-- What this task involves --
Repeat, without any change, the entries presented below.

-- -- --

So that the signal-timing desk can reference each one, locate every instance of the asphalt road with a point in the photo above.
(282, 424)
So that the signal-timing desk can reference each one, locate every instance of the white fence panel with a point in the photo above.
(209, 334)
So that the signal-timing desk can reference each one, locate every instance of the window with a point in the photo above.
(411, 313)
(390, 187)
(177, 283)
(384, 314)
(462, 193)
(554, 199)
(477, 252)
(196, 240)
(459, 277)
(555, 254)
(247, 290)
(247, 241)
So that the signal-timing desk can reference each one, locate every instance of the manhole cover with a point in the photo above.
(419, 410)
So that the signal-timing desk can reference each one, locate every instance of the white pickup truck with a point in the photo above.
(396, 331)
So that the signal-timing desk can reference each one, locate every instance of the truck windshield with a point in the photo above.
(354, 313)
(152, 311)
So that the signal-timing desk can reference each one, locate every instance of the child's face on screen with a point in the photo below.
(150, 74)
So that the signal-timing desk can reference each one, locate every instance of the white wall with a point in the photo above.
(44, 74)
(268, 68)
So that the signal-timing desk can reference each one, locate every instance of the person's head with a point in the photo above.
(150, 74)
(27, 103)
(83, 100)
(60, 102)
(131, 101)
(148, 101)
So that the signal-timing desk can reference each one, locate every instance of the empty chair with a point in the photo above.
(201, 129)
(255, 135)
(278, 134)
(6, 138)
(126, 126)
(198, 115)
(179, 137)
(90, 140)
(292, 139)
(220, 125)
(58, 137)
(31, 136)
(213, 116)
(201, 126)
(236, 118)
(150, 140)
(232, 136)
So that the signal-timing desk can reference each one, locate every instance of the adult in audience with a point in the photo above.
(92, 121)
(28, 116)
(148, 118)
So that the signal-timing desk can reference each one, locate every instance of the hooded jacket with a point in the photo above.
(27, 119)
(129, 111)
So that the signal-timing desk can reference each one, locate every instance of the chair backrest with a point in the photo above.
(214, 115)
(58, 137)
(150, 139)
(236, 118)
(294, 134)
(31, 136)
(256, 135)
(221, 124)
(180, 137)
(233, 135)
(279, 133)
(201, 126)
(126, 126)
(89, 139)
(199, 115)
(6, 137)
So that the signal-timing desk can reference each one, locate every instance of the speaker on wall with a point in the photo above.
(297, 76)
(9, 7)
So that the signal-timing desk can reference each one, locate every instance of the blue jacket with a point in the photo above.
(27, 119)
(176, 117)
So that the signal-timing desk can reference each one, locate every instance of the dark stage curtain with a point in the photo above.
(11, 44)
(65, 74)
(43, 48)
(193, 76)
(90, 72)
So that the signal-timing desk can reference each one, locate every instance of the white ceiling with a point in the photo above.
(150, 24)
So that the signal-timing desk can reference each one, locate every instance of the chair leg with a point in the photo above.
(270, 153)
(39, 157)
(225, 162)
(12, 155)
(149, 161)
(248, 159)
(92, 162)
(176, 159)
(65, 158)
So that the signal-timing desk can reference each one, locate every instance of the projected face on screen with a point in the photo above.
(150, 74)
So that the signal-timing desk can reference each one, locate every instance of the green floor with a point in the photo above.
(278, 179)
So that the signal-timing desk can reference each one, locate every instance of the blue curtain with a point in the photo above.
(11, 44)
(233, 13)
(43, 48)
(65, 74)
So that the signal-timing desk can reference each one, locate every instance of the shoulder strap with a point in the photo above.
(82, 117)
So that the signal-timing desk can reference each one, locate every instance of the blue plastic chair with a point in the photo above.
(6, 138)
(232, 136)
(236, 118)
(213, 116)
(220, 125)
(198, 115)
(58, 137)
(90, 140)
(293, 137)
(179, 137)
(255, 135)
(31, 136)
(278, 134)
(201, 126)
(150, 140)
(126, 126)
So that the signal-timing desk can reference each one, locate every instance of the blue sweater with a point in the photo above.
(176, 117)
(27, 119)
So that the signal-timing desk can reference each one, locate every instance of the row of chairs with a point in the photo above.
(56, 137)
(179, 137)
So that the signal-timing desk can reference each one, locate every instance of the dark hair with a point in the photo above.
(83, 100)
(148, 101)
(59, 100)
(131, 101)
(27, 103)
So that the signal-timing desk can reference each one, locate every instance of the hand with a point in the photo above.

-- -- --

-- Correct response --
So that the signal-timing desk can reference each one, locate every instance of the asphalt road with a point in the photo above.
(282, 424)
So that the signal-timing desk can reference each one, locate every instance of the white fence panel with a point in the photo above.
(209, 334)
So that the signal-timing desk can reference each one, locate every instance of the window with a point in the photo above.
(411, 313)
(390, 187)
(177, 283)
(384, 314)
(462, 193)
(554, 199)
(477, 252)
(196, 240)
(459, 277)
(555, 254)
(247, 290)
(247, 241)
So that the signal-timing desk can reference each one, locate every instance of the manhole cover with a point in the photo above.
(419, 410)
So that the signal-timing desk can reference each one, locate every instance of the white pickup truck with a point in the photo above.
(396, 331)
So that the signal-timing desk can reference each one, locate every instance of the truck windshield with a point in the photo above.
(354, 313)
(152, 311)
So that the signal-timing desk can reference each one, locate every instance of the child's face on screen with a point in the photo below.
(150, 74)
So that the signal-timing desk can reference each one, locate every instance of the white wall with a point in the photo above.
(44, 74)
(268, 68)
So that the signal-timing desk can reference each one, locate every instance of the person's head with a point in the photo above.
(150, 74)
(27, 103)
(83, 100)
(60, 102)
(131, 101)
(148, 101)
So that the signal-timing desk can reference each one, locate every instance of the empty chair with a point in the photo above.
(201, 129)
(255, 135)
(278, 134)
(6, 138)
(126, 126)
(198, 115)
(179, 137)
(90, 140)
(292, 139)
(220, 125)
(58, 137)
(31, 136)
(213, 116)
(201, 126)
(236, 118)
(150, 140)
(232, 136)
So that the signal-timing desk can reference each one, locate every instance of the adult in audience with a point in the photo above.
(92, 121)
(28, 116)
(148, 118)
So that the signal-timing desk can reference each one, locate every instance of the hooded jacket with a point in the photo above.
(27, 119)
(129, 111)
So that the signal-timing desk can reference each one, locate every instance of the chair backrest with a point in the photo above.
(214, 115)
(58, 137)
(150, 139)
(236, 118)
(294, 134)
(31, 136)
(256, 135)
(221, 124)
(180, 137)
(233, 135)
(279, 133)
(201, 126)
(126, 126)
(89, 139)
(199, 115)
(6, 137)
So that the signal-timing desk can reference each one, locate every instance of the speaker on wall with a point in the photo above.
(297, 76)
(9, 7)
So that the signal-timing desk can reference each one, locate every instance of the blue jacket with a point in the photo above.
(27, 119)
(176, 117)
So that the signal-timing desk can reference each one, locate every instance of the dark stage curtain with a point in the photo above.
(11, 44)
(65, 74)
(43, 48)
(193, 76)
(90, 72)
So that the signal-timing desk can reference each one, locate every instance of the white ceiling with a point in the photo above.
(150, 24)
So that the signal-timing desk can reference each one, locate every instance of the chair leg with a point in the photo above.
(270, 153)
(39, 157)
(225, 162)
(12, 155)
(149, 161)
(248, 159)
(92, 162)
(176, 159)
(65, 158)
So that the signal-timing desk can reference each one, locate every instance of the projected face on screen with a point in the photo above.
(150, 74)
So that the signal-timing desk can reference each one, locate every instance of the green floor with a point in the photo above.
(278, 179)
So that the signal-timing desk can reference each one, locate every instance of the blue curtain with a point in the photo above.
(11, 44)
(233, 13)
(43, 48)
(65, 74)
So that the signal-timing desk can reference each one, locate every instance of the shoulder strap with a point in the photo above.
(82, 117)
So that the signal-timing desk can reference each one, locate every instance of the blue plastic chair with a point in the photo above.
(6, 138)
(232, 136)
(236, 118)
(213, 116)
(220, 125)
(198, 115)
(58, 137)
(90, 140)
(293, 137)
(179, 137)
(255, 135)
(31, 136)
(278, 134)
(201, 126)
(150, 140)
(126, 126)
So that the signal-timing desk can reference each one, locate every instance of the blue sweater with a point in the photo above.
(176, 117)
(27, 119)
So that the signal-timing desk can reference each one, locate every instance of the row of chairs with a point in the photo above.
(56, 137)
(179, 137)
So that the signal-timing desk can reference each one, locate every instance of the dark hair with a point in the photo above.
(83, 100)
(148, 101)
(59, 100)
(131, 101)
(27, 103)
So that the signal-timing desk can reference each one, locate every instance of the hand with a point in the photo above.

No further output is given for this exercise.